BEGIN

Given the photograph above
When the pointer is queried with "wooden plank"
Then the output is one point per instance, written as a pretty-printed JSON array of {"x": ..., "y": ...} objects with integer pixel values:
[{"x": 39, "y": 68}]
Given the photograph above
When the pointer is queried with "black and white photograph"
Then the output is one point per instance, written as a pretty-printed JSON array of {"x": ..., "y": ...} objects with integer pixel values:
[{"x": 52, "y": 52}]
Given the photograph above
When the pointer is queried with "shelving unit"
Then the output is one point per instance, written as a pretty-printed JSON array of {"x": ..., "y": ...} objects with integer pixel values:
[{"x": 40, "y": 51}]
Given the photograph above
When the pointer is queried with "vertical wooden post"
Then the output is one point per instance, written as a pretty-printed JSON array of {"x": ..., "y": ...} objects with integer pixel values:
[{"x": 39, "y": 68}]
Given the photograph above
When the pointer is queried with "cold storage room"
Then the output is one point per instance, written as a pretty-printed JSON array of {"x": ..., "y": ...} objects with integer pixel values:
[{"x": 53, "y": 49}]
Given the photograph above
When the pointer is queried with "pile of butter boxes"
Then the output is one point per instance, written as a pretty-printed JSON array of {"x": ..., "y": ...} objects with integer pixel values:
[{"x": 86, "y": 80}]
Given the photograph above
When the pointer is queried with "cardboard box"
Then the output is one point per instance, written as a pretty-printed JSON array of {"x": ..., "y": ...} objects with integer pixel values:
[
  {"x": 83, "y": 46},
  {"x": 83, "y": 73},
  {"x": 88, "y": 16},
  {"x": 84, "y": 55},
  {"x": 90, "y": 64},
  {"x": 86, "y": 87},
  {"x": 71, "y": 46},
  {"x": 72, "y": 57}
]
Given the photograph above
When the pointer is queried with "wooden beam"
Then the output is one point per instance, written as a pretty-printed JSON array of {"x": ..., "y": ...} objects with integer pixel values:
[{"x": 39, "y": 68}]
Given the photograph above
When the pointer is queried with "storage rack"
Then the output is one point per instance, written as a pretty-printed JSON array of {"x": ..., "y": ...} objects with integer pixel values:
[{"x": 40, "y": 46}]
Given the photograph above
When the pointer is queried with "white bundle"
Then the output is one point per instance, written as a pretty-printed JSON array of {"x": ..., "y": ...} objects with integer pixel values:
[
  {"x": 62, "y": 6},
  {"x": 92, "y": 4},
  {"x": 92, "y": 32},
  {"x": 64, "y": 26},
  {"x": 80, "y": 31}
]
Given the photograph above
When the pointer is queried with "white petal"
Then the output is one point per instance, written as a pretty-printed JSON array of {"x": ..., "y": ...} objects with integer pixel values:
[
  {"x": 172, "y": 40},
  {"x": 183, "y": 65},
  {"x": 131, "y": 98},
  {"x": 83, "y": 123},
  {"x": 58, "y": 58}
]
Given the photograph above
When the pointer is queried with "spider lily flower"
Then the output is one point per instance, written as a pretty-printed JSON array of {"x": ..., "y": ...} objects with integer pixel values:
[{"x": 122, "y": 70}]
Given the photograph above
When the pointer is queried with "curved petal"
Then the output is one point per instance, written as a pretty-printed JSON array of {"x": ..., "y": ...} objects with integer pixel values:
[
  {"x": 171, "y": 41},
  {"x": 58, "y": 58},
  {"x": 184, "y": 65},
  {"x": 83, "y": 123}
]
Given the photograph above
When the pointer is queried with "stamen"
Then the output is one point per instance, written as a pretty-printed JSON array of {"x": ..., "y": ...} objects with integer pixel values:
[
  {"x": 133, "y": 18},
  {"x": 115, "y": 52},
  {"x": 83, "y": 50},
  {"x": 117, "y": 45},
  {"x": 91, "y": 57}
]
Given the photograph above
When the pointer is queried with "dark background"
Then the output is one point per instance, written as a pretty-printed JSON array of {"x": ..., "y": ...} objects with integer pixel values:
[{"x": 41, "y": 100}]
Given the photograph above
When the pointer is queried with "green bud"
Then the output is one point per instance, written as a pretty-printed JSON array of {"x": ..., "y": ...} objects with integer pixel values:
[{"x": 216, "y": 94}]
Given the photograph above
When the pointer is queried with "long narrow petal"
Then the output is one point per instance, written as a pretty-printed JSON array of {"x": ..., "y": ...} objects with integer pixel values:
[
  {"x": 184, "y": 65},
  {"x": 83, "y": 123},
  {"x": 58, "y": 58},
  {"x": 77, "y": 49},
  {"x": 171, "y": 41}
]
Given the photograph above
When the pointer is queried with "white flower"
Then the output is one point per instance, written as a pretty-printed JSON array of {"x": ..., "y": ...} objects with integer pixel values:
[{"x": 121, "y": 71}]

END

Short problem — Provide all the records again, word for word.

Problem solution —
Given the photograph above
When the pointer is queried with "wooden plank"
Then the output is one point per instance, written as a pretty-printed JSON array of {"x": ..., "y": ...} objects with integer pixel values:
[{"x": 39, "y": 68}]
Given the photograph above
When the pointer is queried with "black and white photograph"
Then the output is one point per instance, written as a pretty-printed JSON array of {"x": ..., "y": ...} objects with integer pixel values:
[{"x": 52, "y": 52}]
Given the photograph above
When the pointer is queried with "shelving unit"
Then the output is one point per instance, written as a pretty-printed JSON array of {"x": ..., "y": ...} objects with integer pixel values:
[{"x": 40, "y": 51}]
Given the photograph above
When the pointer is queried with "vertical wooden post"
Then the output is one point per instance, written as a pretty-printed JSON array of {"x": ..., "y": ...} objects with integer pixel values:
[{"x": 39, "y": 68}]
Given the photograph above
When the pointer is queried with "cold storage room"
Then the output is one point per instance, written as a pretty-printed JSON array of {"x": ..., "y": ...} objects with integer pixel values:
[{"x": 53, "y": 49}]
Given the photograph above
When the pointer is queried with "pile of butter boxes"
Then the output is one point per instance, written as a pretty-printed JSON array of {"x": ..., "y": ...} objects with integer pixel values:
[{"x": 86, "y": 80}]
Given the photograph above
When the pointer is queried with "cardboard box"
Then the output is one point per instance, written as a pretty-printed JSON array of {"x": ..., "y": ...} objects with integer pixel values:
[
  {"x": 83, "y": 46},
  {"x": 83, "y": 73},
  {"x": 88, "y": 16},
  {"x": 84, "y": 55},
  {"x": 90, "y": 64},
  {"x": 86, "y": 87},
  {"x": 71, "y": 46},
  {"x": 72, "y": 57}
]
Given the photograph above
When the pointer is queried with "wooden beam"
Then the output is one point per instance, written as a pretty-printed JSON array of {"x": ..., "y": ...} objects with integer pixel values:
[{"x": 39, "y": 68}]
Given the photograph above
When the pointer is queried with "storage rack"
Then the output is one point per instance, written as a pretty-printed JSON array of {"x": ..., "y": ...} objects with integer pixel values:
[{"x": 40, "y": 46}]
Given the photograph above
When the pointer is queried with "white bundle"
Then the output is one point per instance, written as a pretty-printed JSON array of {"x": ..., "y": ...} objects with integer pixel values:
[
  {"x": 62, "y": 6},
  {"x": 92, "y": 4},
  {"x": 92, "y": 32},
  {"x": 64, "y": 26},
  {"x": 80, "y": 31}
]
Given the photograph above
When the pointer is queried with "white petal"
Then the output is one point per instance, written as a pretty-printed JSON array of {"x": ..., "y": ...} objects with integer pixel values:
[
  {"x": 172, "y": 40},
  {"x": 183, "y": 65},
  {"x": 131, "y": 98},
  {"x": 83, "y": 123},
  {"x": 58, "y": 58}
]
Given the photograph above
When the pointer is queried with "spider lily flower"
Then the output is one point per instance, written as a pretty-printed JSON array of {"x": ..., "y": ...} objects with integer pixel values:
[{"x": 122, "y": 70}]
Given the photograph above
When the pointer is queried with "curved petal"
Then the output is one point per instance, written as a pretty-printed JSON array of {"x": ..., "y": ...} objects with integer pixel values:
[
  {"x": 171, "y": 41},
  {"x": 58, "y": 58},
  {"x": 184, "y": 65},
  {"x": 83, "y": 123}
]
Given the photograph above
When the pointer is queried with "stamen"
Then the output is one point per instance, written as a pretty-printed JSON array of {"x": ..., "y": ...} objects with integer pixel values:
[
  {"x": 133, "y": 18},
  {"x": 115, "y": 52},
  {"x": 83, "y": 50},
  {"x": 117, "y": 45},
  {"x": 91, "y": 57}
]
Given the photograph above
When the pointer is queried with "dark background"
Then the output is one point per instance, written as a pretty-printed JSON array of {"x": ..., "y": ...} objects with integer pixel values:
[{"x": 41, "y": 100}]
Given the photograph above
When the pointer is queried with "green bud"
Then the output is one point per instance, written as a pretty-printed JSON array of {"x": ..., "y": ...} objects with integer pixel values:
[{"x": 216, "y": 94}]
Given the photograph above
When the pointer is queried with "long narrow petal"
Then the output is one point per instance, written as a pretty-printed JSON array of {"x": ..., "y": ...} objects with integer pixel values:
[
  {"x": 184, "y": 65},
  {"x": 83, "y": 123},
  {"x": 58, "y": 58},
  {"x": 77, "y": 49},
  {"x": 171, "y": 41}
]
Given the photograph above
When the pointer is queried with "white flower"
Then the output is one point per instance, written as a pretty-printed JSON array of {"x": ..., "y": ...} objects with integer pixel values:
[{"x": 121, "y": 71}]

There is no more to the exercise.